Rajoute la ligne pointée par une flèche, fais un ebuild apache-ovh-2.0.59.ebuild digest et recompile le paquet apache-ovh. Vas-y doucement avec la phase etc-update  :Rolling Eyes: 

----------

## Rman

Oui j'ai créé mon site avec OVHM.

Comme je débute, c'est pour ça que j'ai prit une release et j'avoue que recompiler apache me fait peur tout de même, sa ne risque pas d'entrer en conflit avec Webmin et autre?

EDIT : j'ai rajouté les lignes correspondante je tape quoi maintenant ?

ebuild apache-ovh-2.0.59.ebuild et après tu parle de recompiler le paquet apache-ovh, je connais vraiement pas grand chose en Gentoo, si quelqu'un pouvait m'éclairer.

### Petit exercice
Recopiez le texte fourni entre "Rajoute la ligne" et "site avec OVHM." inclus, en substituant "prudemment" à "doucement".

### Extrait des données
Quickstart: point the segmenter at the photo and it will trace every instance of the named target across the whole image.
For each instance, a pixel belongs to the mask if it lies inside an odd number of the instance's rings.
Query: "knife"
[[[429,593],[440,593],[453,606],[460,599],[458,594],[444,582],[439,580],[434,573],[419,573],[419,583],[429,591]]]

### Bonne réponse
Rajoute la ligne pointée par une flèche, fais un ebuild apache-ovh-2.0.59.ebuild digest et recompile le paquet apache-ovh. Vas-y prudemment avec la phase etc-update  :Rolling Eyes: 

----------

## Rman

Oui j'ai créé mon site avec OVHM.